##### Material for this exercise

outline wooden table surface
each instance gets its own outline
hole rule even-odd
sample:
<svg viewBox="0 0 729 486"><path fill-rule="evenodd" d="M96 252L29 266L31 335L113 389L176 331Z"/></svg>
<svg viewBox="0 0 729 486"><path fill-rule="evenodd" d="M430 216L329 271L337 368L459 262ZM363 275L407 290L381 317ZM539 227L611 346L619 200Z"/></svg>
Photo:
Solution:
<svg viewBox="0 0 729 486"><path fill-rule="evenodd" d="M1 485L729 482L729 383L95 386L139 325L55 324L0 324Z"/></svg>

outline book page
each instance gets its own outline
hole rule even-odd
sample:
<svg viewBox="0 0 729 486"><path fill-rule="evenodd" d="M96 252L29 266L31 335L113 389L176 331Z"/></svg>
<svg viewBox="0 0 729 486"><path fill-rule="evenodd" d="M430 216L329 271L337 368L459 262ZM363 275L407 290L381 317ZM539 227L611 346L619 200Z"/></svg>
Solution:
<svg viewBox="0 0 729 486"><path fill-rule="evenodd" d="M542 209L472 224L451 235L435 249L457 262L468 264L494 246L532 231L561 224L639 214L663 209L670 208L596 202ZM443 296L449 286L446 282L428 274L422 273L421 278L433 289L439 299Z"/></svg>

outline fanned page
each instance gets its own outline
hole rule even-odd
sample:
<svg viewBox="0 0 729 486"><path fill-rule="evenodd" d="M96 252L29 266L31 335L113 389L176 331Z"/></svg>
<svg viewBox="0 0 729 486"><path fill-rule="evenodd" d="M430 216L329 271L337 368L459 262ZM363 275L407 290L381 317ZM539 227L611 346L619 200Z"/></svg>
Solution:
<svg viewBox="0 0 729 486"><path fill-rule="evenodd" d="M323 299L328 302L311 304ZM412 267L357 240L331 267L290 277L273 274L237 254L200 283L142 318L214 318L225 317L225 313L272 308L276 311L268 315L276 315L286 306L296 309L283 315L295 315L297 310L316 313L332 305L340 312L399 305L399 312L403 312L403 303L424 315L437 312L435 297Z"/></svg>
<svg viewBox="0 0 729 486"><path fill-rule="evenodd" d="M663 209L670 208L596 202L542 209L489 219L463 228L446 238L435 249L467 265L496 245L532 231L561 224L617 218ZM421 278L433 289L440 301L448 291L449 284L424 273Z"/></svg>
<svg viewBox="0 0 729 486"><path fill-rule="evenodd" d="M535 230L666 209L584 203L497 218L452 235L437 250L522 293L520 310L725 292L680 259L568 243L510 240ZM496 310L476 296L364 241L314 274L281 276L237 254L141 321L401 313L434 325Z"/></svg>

##########

Write out every line of the entries above, word for word and character for character.

- **Solution**:
outline wooden table surface
each instance gets its own outline
hole rule even-odd
sample:
<svg viewBox="0 0 729 486"><path fill-rule="evenodd" d="M96 252L29 266L31 335L113 389L176 331Z"/></svg>
<svg viewBox="0 0 729 486"><path fill-rule="evenodd" d="M430 216L329 271L337 368L459 262ZM363 275L407 290L381 317ZM539 227L611 346L619 200Z"/></svg>
Photo:
Solution:
<svg viewBox="0 0 729 486"><path fill-rule="evenodd" d="M1 485L729 482L729 383L95 386L139 325L55 324L0 324Z"/></svg>

outline book page
each instance gets its own outline
hole rule even-odd
sample:
<svg viewBox="0 0 729 486"><path fill-rule="evenodd" d="M96 252L29 266L31 335L113 389L176 331Z"/></svg>
<svg viewBox="0 0 729 486"><path fill-rule="evenodd" d="M430 216L329 271L337 368L459 262ZM363 275L407 290L381 317ZM539 227L611 346L619 200Z"/></svg>
Solution:
<svg viewBox="0 0 729 486"><path fill-rule="evenodd" d="M542 209L472 224L451 235L435 249L457 262L468 264L494 246L532 231L561 224L639 214L663 209L670 208L596 202ZM443 296L449 286L446 282L428 274L422 273L421 278L433 289L439 299Z"/></svg>

outline fanned page
each instance gets its own outline
hole rule even-odd
sample:
<svg viewBox="0 0 729 486"><path fill-rule="evenodd" d="M96 252L29 266L31 335L113 389L176 331Z"/></svg>
<svg viewBox="0 0 729 486"><path fill-rule="evenodd" d="M430 216L329 271L337 368L459 262ZM363 275L407 290L381 317ZM539 227L611 346L619 200Z"/></svg>
Solution:
<svg viewBox="0 0 729 486"><path fill-rule="evenodd" d="M323 299L328 302L311 304ZM412 267L357 240L331 267L290 277L273 274L237 254L200 283L142 318L214 318L225 317L225 313L272 308L276 311L268 315L276 315L286 306L296 309L283 315L295 315L297 310L316 313L332 305L340 312L399 305L399 312L403 312L403 303L424 315L437 312L435 297Z"/></svg>
<svg viewBox="0 0 729 486"><path fill-rule="evenodd" d="M663 209L670 208L596 202L542 209L489 219L463 228L446 238L435 249L467 265L496 245L532 231L561 224L617 218ZM421 278L433 289L440 301L448 291L449 284L424 273Z"/></svg>
<svg viewBox="0 0 729 486"><path fill-rule="evenodd" d="M535 230L666 209L584 203L497 218L452 235L437 250L522 293L520 310L725 292L680 259L568 243L510 240ZM496 310L476 296L364 241L314 274L281 276L237 254L141 321L401 313L434 325Z"/></svg>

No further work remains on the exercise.